• **Text excerpt**
Begin
However, there are many more pressing matters at hand. We have a communist revolution on our hands. We must do what Chile does best: we fight. We shall fight for our children, our children's children, the very future of Chile, her survival as a democratic state. The night is darkest before the dawn, and the dawn is just around the corner. With faith in the people of Chile, with all of you, we can ensure the blessings of Peace and Prosperity for ourselves and our posterity."


~Daniel Palomino
Admiral & President-Elect
 
"I offer my congratulations to Palomino on the results of the election, I may be very inclined to a strong military, but I can see the wisdom in your words, which is why I threw my support behind you senor, but I do hope that you don't weaken the military to such a level that leaves us open to other potential coups. I hope for this foul Communist coup to be crushed swiftly and the perpetrators dealt with. If it comes down to it, I will personally engage in combat to protect the Chilean people from the Communists."
- Carlos Ramone de Guerro
 
Congratulations Señor Palomino! You shall bring back freedom to the hearts and minds of Chileans. You will go down in history as the reclaimer of Chile from Communist radicals.

Three Hoorahs for the return of the Liberales to the presidency.

And yet while you democratically won in the poles, Chile must unfortunately fight for its survival on the battlefield. May she come out in one piece.
 
"Defenders of freedom and democracy? What of those defenders of Chile alone? Do they not deserve to have power alongside the other defenders?"

Dr. Sebastian Montenegro

"If you do not defend what makes Chile Chile, then you are no defender of Chile."
End
• **Records**
Begin
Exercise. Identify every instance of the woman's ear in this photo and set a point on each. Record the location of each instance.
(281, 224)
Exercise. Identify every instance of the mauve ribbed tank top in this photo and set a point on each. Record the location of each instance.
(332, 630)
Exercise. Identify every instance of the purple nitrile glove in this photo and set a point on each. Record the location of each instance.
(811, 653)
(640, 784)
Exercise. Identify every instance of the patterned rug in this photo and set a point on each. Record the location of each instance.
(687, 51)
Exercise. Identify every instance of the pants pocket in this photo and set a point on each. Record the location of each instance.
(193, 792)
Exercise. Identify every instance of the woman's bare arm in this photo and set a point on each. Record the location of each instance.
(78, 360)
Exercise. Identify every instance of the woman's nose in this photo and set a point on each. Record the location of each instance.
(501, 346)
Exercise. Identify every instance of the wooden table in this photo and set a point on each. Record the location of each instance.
End
Begin
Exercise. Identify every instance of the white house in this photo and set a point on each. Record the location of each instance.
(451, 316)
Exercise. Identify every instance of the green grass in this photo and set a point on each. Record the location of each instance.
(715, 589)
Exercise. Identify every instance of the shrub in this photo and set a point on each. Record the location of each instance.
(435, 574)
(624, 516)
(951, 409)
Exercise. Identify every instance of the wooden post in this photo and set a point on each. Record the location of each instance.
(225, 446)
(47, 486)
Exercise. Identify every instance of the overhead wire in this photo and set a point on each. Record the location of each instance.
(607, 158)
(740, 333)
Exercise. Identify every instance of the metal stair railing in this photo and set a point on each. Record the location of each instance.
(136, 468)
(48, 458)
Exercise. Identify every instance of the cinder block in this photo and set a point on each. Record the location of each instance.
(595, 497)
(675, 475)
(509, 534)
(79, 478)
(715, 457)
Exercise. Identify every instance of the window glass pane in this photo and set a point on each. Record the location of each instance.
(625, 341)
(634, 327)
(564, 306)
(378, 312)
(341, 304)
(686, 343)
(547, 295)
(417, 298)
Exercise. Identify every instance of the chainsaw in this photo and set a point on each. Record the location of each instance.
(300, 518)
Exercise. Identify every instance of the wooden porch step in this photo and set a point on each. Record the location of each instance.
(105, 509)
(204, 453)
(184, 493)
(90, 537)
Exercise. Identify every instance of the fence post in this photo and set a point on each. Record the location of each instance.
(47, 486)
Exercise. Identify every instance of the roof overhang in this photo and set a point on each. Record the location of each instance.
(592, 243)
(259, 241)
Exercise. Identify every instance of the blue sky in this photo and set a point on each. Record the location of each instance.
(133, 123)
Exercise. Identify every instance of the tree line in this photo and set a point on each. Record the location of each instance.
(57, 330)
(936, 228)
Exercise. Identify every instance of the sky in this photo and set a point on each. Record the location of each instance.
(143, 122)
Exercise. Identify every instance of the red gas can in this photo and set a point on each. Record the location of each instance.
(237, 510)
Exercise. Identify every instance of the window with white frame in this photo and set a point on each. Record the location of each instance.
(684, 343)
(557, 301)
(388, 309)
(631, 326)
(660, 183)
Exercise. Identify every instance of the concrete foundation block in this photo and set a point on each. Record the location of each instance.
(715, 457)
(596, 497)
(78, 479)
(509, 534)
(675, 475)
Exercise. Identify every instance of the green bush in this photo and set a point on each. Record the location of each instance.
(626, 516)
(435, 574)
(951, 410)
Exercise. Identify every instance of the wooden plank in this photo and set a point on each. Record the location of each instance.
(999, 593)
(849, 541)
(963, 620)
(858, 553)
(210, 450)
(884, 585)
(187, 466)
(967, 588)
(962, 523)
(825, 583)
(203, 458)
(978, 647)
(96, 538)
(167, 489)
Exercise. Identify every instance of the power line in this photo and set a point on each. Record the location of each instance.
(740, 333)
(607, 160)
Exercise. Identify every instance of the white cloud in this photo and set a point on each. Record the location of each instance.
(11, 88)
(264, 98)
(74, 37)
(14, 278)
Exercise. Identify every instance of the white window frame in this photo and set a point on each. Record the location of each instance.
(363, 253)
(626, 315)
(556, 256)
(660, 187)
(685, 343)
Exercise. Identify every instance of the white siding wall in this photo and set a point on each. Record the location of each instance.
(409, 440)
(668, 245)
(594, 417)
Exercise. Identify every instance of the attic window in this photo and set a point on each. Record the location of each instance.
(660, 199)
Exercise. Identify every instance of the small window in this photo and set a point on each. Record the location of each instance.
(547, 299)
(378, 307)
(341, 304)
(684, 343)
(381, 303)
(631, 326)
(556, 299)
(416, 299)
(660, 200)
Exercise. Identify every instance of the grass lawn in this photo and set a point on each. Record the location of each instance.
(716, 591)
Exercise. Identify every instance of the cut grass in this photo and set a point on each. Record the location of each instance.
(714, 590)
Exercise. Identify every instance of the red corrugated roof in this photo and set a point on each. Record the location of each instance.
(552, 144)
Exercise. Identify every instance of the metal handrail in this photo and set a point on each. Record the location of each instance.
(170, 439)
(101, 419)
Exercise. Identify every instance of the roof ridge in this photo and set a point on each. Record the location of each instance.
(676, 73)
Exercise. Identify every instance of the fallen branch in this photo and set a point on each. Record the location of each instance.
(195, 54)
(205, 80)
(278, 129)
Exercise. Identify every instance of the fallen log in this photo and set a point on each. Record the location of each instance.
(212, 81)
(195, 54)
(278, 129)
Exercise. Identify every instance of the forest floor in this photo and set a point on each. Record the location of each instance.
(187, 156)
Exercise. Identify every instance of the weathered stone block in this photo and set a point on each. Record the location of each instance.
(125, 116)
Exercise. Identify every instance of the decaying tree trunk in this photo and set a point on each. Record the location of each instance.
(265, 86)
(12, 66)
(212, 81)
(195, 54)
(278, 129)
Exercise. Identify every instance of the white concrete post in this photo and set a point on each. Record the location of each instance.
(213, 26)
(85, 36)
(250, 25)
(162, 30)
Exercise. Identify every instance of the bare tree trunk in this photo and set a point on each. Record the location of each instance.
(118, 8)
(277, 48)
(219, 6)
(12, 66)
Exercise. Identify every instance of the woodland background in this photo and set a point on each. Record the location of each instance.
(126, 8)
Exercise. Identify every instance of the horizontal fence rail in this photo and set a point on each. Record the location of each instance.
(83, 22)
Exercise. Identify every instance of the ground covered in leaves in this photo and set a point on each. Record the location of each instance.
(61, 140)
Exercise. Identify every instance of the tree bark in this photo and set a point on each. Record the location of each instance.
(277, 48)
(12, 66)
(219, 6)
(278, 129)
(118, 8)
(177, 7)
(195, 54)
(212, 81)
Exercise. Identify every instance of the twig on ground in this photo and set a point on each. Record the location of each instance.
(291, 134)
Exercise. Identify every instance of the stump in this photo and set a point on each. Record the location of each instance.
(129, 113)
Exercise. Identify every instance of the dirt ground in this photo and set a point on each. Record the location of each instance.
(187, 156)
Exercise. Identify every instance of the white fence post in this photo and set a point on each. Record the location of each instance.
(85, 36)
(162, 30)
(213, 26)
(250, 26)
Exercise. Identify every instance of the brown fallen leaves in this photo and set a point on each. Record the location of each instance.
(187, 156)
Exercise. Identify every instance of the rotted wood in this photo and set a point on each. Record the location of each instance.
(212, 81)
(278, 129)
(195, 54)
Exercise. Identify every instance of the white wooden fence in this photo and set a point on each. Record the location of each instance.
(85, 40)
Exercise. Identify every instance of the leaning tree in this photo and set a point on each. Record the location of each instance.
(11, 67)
End
Please rewrite the Chilean election text from the words that start with "- Carlos Ramone" through the words ending in "to the presidency.", renaming "Liberales" as "Liberals".

• **Finished answer**
- Carlos Ramone de Guerro
 
Congratulations Señor Palomino! You shall bring back freedom to the hearts and minds of Chileans. You will go down in history as the reclaimer of Chile from Communist radicals.

Three Hoorahs for the return of the Liberals to the presidency.